◆ **DOCUMENT PASSAGE**:
# Let's Compare Corydoras habrosus & Corydoras pygmaeus



## mistergreen (Dec 9, 2006)

How about both?
I had pygmaeus first. They were active at first but then became shy and I never saw them. So I bought habrosus to draw out the pygmaeus.

The tank is buzzing now. I have a little canister filter on the 10 g. It seems to keep the tank healthy.


----------



## somewhatshocked (Aug 8, 2011)

Floated the idea of a 20L with 15 of each but I was given the death stare. Apparently, multiple tank syndrome has its limits in my home.

Maybe I could do 15 of one and six or seven of the other...


----------



## freph (Apr 4, 2011)

mistergreen said:


> How about both?
> I had pygmaeus first. They were active at first but then became shy and I never saw them. So I bought habrosus to draw out the pygmaeus.
> 
> The tank is buzzing now. I have a little canister filter on the 10 g. It seems to keep the tank healthy.


I guess all batches differ. I always see my 9 pygmaeus playing around in my 20g. They even breed and school with the mixed microrasboras I have in there.


----------



## ThatGuyWithTheFish (Apr 29, 2012)

Habrosus has a much more interesting pattern. Pygmaeus is really plain. But I haven't seen C. habrosus available recently, while C. pygmaeus has. I also believe they are the same size.


----------



## mistergreen (Dec 9, 2006)

Maybe video is what you need to make up your mind 

Here are the pygmaeus in action at first.
http://www.youtube.com/watch?v=-bg7ObIU60w

Here are the habrosus in action
http://www.youtube.com/watch?v=XMgbVrnJC_k


----------



## somewhatshocked (Aug 8, 2011)

I have both species and am familiar with them. C. habrosus gets up to about 1.4"-1.5". C. pygmaeus is about 1"-1.2" tops. 

Will likely be selecting from my current stock or ordering from Rachel when she has them in.



ThatGuyWithTheFish said:


> Habrosus has a much more interesting pattern. Pygmaeus is really plain. But I haven't seen C. habrosus available recently, while C. pygmaeus has. I also believe they are the same size.


----------



## dr.tran (Oct 8, 2007)

I have both but habrosus tends to swim out in the open more for me. Pygmaeus tends to be shy. Unless I combine the schools in 1 tank. Then they like to school out in the open a lot more. But this is all my personal experience. A lot of people tell me their pygmaeus isn't shy


----------



## Ulupica (Nov 4, 2011)

I much prefer the habrosus. Mine are more active and outgoing. They tend to be out and visible all the time and I like their color/pattern better.

◆ **DATASET ENTRIES**:
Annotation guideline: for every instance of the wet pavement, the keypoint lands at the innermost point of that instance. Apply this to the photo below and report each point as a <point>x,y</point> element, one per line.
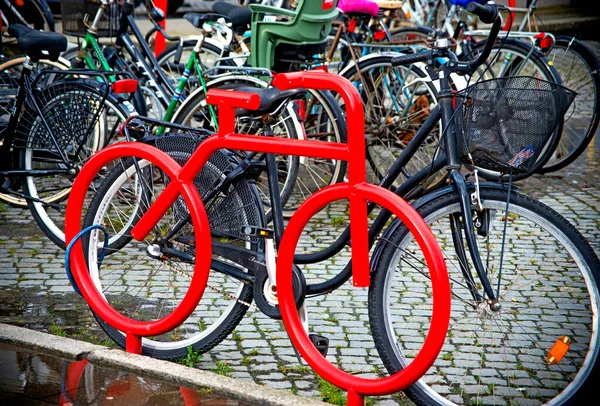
<point>35,292</point>
<point>34,378</point>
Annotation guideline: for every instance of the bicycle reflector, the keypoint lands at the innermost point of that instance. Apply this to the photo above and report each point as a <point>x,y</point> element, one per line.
<point>558,350</point>
<point>124,86</point>
<point>379,35</point>
<point>544,41</point>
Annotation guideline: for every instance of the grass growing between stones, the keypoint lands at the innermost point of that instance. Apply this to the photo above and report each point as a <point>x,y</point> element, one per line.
<point>191,358</point>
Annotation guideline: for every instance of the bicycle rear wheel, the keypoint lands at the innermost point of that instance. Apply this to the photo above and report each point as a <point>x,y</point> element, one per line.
<point>547,277</point>
<point>579,69</point>
<point>10,70</point>
<point>398,99</point>
<point>147,279</point>
<point>82,120</point>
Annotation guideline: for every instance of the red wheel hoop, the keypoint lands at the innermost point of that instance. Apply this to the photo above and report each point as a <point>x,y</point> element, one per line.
<point>439,278</point>
<point>78,263</point>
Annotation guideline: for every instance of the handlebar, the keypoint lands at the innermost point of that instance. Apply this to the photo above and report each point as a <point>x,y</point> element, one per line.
<point>409,59</point>
<point>487,14</point>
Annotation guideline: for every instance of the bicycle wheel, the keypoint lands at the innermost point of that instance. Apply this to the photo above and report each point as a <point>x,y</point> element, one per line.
<point>397,101</point>
<point>82,121</point>
<point>578,67</point>
<point>146,279</point>
<point>546,276</point>
<point>11,68</point>
<point>511,57</point>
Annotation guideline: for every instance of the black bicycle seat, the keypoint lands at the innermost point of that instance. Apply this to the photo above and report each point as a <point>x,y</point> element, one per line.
<point>270,99</point>
<point>240,16</point>
<point>38,44</point>
<point>197,19</point>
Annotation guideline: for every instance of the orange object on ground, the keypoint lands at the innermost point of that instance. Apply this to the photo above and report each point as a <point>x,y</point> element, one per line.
<point>558,350</point>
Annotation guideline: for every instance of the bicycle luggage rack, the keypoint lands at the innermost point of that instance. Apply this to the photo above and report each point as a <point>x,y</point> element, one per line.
<point>356,190</point>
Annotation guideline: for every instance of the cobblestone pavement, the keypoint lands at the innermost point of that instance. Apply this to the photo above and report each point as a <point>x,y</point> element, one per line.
<point>35,292</point>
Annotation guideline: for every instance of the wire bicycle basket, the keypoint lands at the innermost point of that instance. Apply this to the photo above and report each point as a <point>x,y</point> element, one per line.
<point>77,17</point>
<point>230,210</point>
<point>504,124</point>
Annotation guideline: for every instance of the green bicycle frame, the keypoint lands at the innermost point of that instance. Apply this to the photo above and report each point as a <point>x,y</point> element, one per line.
<point>90,43</point>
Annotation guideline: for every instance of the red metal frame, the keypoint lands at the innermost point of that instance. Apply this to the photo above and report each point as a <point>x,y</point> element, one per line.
<point>356,190</point>
<point>160,41</point>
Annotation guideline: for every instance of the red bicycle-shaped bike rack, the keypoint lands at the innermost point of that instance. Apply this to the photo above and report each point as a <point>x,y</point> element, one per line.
<point>356,190</point>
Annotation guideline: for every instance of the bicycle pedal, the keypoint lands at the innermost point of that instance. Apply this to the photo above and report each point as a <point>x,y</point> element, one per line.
<point>321,343</point>
<point>186,240</point>
<point>252,231</point>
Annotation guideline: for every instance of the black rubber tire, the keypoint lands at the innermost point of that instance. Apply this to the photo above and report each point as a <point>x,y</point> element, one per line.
<point>459,339</point>
<point>243,298</point>
<point>52,224</point>
<point>587,57</point>
<point>12,66</point>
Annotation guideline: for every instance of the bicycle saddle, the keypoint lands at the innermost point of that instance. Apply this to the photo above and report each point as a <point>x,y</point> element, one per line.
<point>367,7</point>
<point>270,99</point>
<point>38,44</point>
<point>197,19</point>
<point>240,16</point>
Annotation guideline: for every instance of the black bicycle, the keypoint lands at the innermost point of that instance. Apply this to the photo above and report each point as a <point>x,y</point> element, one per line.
<point>525,281</point>
<point>51,123</point>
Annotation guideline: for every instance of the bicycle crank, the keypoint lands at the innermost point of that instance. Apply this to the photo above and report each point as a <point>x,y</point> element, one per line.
<point>265,294</point>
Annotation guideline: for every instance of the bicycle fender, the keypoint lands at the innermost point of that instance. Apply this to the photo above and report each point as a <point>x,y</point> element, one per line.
<point>373,55</point>
<point>422,201</point>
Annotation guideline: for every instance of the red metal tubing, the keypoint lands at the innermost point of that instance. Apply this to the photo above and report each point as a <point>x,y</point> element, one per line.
<point>439,281</point>
<point>78,263</point>
<point>355,116</point>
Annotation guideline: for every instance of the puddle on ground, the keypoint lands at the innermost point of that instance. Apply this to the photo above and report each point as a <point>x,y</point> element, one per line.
<point>32,378</point>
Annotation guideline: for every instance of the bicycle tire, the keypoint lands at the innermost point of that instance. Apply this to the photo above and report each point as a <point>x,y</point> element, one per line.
<point>225,300</point>
<point>58,105</point>
<point>391,120</point>
<point>544,253</point>
<point>11,66</point>
<point>581,121</point>
<point>537,66</point>
<point>189,114</point>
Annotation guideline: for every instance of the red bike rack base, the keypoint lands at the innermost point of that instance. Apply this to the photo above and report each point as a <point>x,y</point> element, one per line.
<point>358,387</point>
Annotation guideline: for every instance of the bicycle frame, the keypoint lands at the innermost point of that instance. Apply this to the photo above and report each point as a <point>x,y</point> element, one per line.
<point>356,190</point>
<point>168,95</point>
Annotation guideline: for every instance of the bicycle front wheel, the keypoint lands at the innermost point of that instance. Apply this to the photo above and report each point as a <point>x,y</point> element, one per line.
<point>11,69</point>
<point>546,277</point>
<point>147,279</point>
<point>81,121</point>
<point>579,69</point>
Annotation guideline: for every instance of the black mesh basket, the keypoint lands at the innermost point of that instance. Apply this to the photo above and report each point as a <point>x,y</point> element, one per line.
<point>504,124</point>
<point>9,87</point>
<point>73,13</point>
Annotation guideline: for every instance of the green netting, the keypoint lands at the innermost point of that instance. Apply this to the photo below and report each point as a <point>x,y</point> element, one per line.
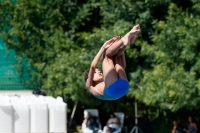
<point>10,78</point>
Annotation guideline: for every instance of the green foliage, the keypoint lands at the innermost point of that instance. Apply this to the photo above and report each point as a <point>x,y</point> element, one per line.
<point>60,39</point>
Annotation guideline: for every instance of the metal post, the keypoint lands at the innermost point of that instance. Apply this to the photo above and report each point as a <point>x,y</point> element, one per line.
<point>136,128</point>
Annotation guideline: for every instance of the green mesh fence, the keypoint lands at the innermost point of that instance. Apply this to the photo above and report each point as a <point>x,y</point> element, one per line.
<point>10,79</point>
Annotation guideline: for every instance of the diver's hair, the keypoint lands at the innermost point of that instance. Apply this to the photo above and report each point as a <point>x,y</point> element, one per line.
<point>86,74</point>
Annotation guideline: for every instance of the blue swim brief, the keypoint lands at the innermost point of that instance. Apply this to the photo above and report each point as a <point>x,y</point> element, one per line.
<point>115,91</point>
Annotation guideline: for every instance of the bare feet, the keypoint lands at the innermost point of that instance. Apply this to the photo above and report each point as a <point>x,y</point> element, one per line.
<point>131,35</point>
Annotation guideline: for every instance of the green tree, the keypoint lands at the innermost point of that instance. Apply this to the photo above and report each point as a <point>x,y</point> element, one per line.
<point>60,39</point>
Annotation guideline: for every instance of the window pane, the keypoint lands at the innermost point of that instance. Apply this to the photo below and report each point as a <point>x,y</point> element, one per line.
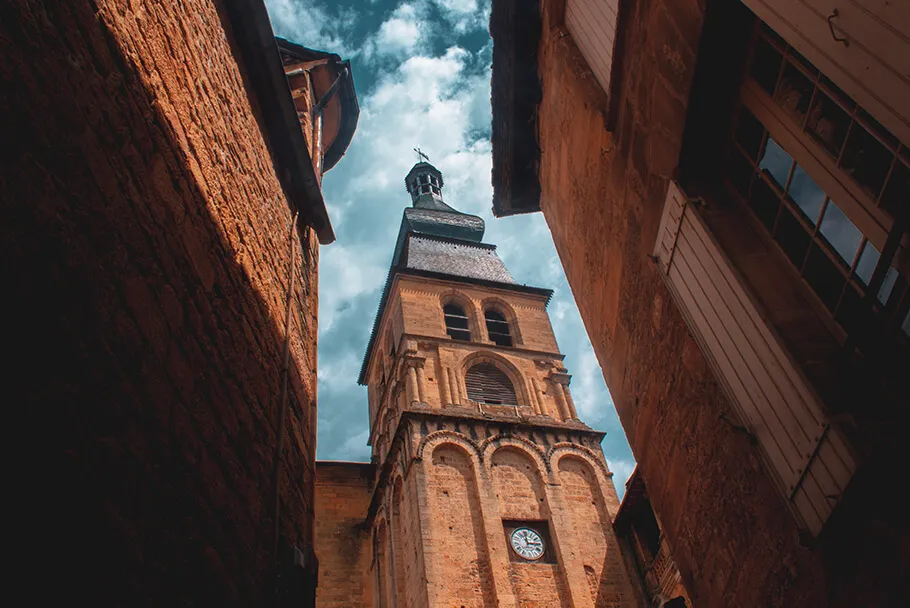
<point>749,133</point>
<point>766,65</point>
<point>824,277</point>
<point>828,122</point>
<point>806,194</point>
<point>792,237</point>
<point>867,160</point>
<point>741,172</point>
<point>794,92</point>
<point>866,266</point>
<point>796,57</point>
<point>849,313</point>
<point>897,192</point>
<point>776,162</point>
<point>841,233</point>
<point>765,202</point>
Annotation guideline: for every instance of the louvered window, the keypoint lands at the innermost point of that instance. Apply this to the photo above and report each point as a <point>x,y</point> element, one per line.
<point>488,384</point>
<point>498,328</point>
<point>456,322</point>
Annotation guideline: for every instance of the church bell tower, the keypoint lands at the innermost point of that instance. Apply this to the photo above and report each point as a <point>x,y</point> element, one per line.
<point>490,491</point>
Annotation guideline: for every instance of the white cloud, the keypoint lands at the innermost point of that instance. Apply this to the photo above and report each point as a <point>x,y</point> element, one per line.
<point>622,470</point>
<point>401,33</point>
<point>465,15</point>
<point>425,90</point>
<point>311,25</point>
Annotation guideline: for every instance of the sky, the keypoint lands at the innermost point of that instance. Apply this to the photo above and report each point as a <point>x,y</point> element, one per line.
<point>422,73</point>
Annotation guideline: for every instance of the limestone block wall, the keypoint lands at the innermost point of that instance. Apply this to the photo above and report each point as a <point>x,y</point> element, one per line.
<point>146,237</point>
<point>466,478</point>
<point>343,545</point>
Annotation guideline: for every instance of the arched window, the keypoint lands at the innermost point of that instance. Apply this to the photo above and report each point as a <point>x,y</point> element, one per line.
<point>498,328</point>
<point>456,322</point>
<point>486,383</point>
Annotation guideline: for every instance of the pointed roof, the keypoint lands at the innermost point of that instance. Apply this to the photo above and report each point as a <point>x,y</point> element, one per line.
<point>437,241</point>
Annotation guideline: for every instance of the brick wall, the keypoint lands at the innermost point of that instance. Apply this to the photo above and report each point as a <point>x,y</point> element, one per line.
<point>146,240</point>
<point>519,490</point>
<point>343,546</point>
<point>602,194</point>
<point>604,568</point>
<point>458,540</point>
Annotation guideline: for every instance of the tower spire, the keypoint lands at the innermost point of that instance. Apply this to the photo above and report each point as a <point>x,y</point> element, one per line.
<point>421,155</point>
<point>424,182</point>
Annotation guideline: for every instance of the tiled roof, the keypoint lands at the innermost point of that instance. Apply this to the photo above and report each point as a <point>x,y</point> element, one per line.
<point>460,259</point>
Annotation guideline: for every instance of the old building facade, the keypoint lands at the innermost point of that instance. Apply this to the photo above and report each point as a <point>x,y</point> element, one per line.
<point>485,489</point>
<point>727,186</point>
<point>162,223</point>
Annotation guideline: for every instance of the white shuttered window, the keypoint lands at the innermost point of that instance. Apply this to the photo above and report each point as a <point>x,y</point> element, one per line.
<point>808,458</point>
<point>862,45</point>
<point>592,24</point>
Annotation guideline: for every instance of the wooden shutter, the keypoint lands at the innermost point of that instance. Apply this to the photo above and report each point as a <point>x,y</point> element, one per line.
<point>873,67</point>
<point>592,24</point>
<point>488,384</point>
<point>808,457</point>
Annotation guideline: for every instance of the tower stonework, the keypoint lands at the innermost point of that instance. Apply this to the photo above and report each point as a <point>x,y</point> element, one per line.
<point>487,489</point>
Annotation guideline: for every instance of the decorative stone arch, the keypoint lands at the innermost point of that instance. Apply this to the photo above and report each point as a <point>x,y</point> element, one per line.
<point>505,366</point>
<point>493,444</point>
<point>561,450</point>
<point>454,296</point>
<point>437,438</point>
<point>508,311</point>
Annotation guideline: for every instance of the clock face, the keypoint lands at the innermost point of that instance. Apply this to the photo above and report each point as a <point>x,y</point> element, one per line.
<point>527,543</point>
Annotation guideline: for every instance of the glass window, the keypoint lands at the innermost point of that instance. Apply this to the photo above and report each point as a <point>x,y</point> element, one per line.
<point>776,163</point>
<point>794,93</point>
<point>828,123</point>
<point>866,159</point>
<point>456,322</point>
<point>841,233</point>
<point>861,147</point>
<point>498,328</point>
<point>790,204</point>
<point>866,266</point>
<point>806,194</point>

◆ **WORK TO BE COMPLETED**:
Say whether each statement below agrees with the forum thread on Corydoras habrosus and Corydoras pygmaeus. Answer yes or no for each, and quote the words from the thread that decide it.
1. One poster states that C. habrosus grows to about 1.4"-1.5".
2. freph keeps nine pygmaeus in a 10-gallon tank.
3. Ulupica prefers the pygmaeus.
The records come from a different source than the forum thread.

◆ **OUTPUT OF THE EXERCISE**:
1. Yes: "C. habrosus gets up to about 1.4"-1.5"."
2. No: "I always see my 9 pygmaeus playing around in my 20g."
3. No: "I much prefer the habrosus."